>> BEGIN EXCERPT PROVIDED
## liliy 2 years ago using derivatives verify that: p(x,t)= 1/( Sqrt[ 4 Pi Dt]) * Exp[-x^2/ 4 Dt] is a solution of hte diffusion equation: dp/dt= D d^2p/dx^2

1. SithsAndGiggles

I'm sure you mean the partial derivatives where you wrote "dp/dt": $\frac{\partial p}{\partial t}=D\frac{\partial^2p}{\partial x^2}$ Given $$p(x,t)=\dfrac{1}{\sqrt{4\pi Dt}}\exp\left({\dfrac{-x^2}{4}Dt}\right)$$, all you have to do is find the partial derivatives $$\dfrac{\partial p}{\partial t}$$ and $$\dfrac{\partial^2 p}{\partial x^2}$$ and plug them into the equation.

2. liliy

how do i find the partial derivative?

3. liliy

bec i think i got to dp/dt part but d^2/ dx^2 i dont know how to do it

4. SithsAndGiggles

It's a lot like taking a regular derivative. The partial derivative of a function $$f(x,t)$$ with respect to $$t$$, or $$\dfrac{\partial f}{\partial t}$$, is obtained by differentiating the function with respect to $$t$$, but fixing $$x$$ as a constant. As an example: Suppose $$f(x,t)=xt$$. Then $$\dfrac{\partial f}{\partial x}=t$$ and $$\dfrac{\partial f}{\partial t}=x$$, since $$t$$ is considered constant in the first and $$x$$ is considered to be constant in the second.
>> END EXCERPT PROVIDED
>> BEGIN MATERIAL SUPPLIED
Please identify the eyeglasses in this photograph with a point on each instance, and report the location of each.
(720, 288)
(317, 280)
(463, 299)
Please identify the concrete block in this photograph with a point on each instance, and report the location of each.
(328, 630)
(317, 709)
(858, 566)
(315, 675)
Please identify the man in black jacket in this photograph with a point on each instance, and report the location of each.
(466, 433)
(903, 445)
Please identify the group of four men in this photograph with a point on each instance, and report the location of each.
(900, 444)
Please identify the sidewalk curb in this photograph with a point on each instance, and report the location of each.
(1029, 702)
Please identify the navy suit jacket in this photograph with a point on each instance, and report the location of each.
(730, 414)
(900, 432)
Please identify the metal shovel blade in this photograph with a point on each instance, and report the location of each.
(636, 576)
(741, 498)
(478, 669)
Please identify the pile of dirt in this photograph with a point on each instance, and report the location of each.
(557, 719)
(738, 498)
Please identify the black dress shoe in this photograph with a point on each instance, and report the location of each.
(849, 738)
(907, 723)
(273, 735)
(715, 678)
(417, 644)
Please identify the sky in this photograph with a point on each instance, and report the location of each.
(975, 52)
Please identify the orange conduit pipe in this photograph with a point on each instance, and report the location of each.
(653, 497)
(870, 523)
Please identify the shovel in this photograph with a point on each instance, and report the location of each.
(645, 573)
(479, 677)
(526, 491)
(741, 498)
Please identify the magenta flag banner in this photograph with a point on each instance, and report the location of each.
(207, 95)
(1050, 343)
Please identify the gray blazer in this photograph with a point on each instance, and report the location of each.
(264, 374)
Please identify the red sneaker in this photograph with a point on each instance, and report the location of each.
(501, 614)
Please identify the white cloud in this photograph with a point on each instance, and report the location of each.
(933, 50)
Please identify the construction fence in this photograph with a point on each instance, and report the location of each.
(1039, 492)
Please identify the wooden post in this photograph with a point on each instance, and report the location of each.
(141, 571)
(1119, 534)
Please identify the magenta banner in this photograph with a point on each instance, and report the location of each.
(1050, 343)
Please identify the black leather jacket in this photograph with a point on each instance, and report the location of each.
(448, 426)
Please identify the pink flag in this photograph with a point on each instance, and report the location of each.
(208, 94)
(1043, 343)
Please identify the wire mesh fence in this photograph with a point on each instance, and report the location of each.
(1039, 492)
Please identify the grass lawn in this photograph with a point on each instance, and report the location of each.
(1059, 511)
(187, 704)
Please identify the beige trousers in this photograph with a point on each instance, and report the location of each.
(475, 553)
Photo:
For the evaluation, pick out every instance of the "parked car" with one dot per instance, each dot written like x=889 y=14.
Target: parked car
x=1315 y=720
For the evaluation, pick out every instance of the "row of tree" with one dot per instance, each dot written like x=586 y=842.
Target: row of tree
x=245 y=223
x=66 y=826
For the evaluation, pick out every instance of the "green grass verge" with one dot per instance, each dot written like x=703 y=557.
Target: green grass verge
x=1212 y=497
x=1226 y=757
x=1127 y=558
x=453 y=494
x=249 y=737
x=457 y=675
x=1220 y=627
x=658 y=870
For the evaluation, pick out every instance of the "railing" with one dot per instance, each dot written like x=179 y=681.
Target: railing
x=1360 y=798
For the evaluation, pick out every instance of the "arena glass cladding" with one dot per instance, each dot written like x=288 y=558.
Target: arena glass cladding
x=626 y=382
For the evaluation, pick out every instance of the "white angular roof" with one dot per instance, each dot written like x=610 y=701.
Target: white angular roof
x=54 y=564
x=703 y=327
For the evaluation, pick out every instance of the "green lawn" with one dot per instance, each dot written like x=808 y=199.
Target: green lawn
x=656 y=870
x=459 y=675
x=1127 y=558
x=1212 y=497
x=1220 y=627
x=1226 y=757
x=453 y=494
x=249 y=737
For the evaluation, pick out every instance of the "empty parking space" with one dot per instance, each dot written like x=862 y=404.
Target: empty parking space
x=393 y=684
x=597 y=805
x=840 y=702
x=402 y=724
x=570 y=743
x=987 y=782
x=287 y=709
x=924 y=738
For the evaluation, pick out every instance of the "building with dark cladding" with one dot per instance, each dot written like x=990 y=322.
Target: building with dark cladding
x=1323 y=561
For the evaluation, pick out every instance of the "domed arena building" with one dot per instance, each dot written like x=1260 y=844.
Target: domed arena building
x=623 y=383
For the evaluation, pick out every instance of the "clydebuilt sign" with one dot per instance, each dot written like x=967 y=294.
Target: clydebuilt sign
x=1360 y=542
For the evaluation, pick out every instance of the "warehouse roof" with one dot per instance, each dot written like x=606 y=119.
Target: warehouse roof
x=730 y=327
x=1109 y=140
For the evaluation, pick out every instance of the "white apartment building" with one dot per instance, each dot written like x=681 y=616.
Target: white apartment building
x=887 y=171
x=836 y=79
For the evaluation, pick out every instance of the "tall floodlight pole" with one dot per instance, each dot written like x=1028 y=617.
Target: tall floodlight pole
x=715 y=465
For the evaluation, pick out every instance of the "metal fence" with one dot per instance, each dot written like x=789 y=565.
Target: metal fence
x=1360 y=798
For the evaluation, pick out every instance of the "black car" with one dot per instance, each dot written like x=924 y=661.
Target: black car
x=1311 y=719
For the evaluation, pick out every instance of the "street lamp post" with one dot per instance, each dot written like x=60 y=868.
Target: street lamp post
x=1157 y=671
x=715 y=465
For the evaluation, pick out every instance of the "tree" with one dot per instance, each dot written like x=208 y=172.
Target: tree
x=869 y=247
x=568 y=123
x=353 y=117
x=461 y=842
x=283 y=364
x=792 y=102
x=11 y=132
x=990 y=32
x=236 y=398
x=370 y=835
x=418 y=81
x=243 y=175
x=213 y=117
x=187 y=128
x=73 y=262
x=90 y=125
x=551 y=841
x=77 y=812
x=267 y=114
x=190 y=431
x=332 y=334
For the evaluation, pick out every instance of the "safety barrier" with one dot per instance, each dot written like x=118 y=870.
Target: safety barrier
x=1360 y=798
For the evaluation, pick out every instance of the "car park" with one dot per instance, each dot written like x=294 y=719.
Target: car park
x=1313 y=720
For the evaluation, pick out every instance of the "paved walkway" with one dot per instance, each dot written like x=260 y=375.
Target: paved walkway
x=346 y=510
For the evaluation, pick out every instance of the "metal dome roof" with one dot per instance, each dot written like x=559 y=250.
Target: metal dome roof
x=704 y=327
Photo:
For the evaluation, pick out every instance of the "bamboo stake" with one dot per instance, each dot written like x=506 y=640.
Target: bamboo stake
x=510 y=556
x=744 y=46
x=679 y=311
>> END MATERIAL SUPPLIED
- [EXERCISES]
**a)** Summarize the forum thread about the diffusion equation in two sentences.
**b)** Resize the part of the records that opens with the line containing "like x=1260 y=844." and closes with the line containing "x=1311 y=719", both included, and give back only those lines, requests included. Multiply every answer coordinate by 2.35 and round to whole numbers with halves rounded up, leaving the sample coordinates inside the requests unchanged.

- [RESULTS FOR THE EXERCISE]
**a)** Asked to use derivatives to verify that p(x,t) = 1/Sqrt[4 Pi Dt] * Exp[-x^2/4 Dt] solves the diffusion equation, a replier explains that the task is to find the partial derivatives ∂p/∂t and ∂²p/∂x² and plug them into the equation. The asker can do the time derivative but not the second x derivative, so the replier explains that a partial derivative is taken like a regular one with the other variable held constant, as with f(x,t) = xt, where ∂f/∂x = t and ∂f/∂t = x.

**b)**
For the evaluation, pick out every instance of the "domed arena building" with one dot per instance, each dot written like x=1260 y=844.
Target: domed arena building
x=1464 y=900
For the evaluation, pick out every instance of the "clydebuilt sign" with one dot per instance, each dot written like x=967 y=294.
Target: clydebuilt sign
x=3196 y=1274
For the evaluation, pick out every instance of the "warehouse roof" with one dot per instance, each dot written like x=606 y=119.
Target: warehouse roof
x=1716 y=768
x=2606 y=329
For the evaluation, pick out every instance of the "white apartment building" with one dot per instance, each dot written like x=681 y=616.
Target: white apartment building
x=2084 y=402
x=1965 y=186
For the evaluation, pick out every instance of the "tall floodlight pole" with one dot per instance, each dot written like x=1028 y=617.
Target: tall floodlight pole
x=1680 y=1093
For the evaluation, pick out every instance of the "metal fence" with one dot per instance, each dot written like x=789 y=565.
Target: metal fence
x=3196 y=1875
For the evaluation, pick out every instance of the "black car" with one dot per instance, each dot written like x=924 y=661.
Target: black car
x=3081 y=1690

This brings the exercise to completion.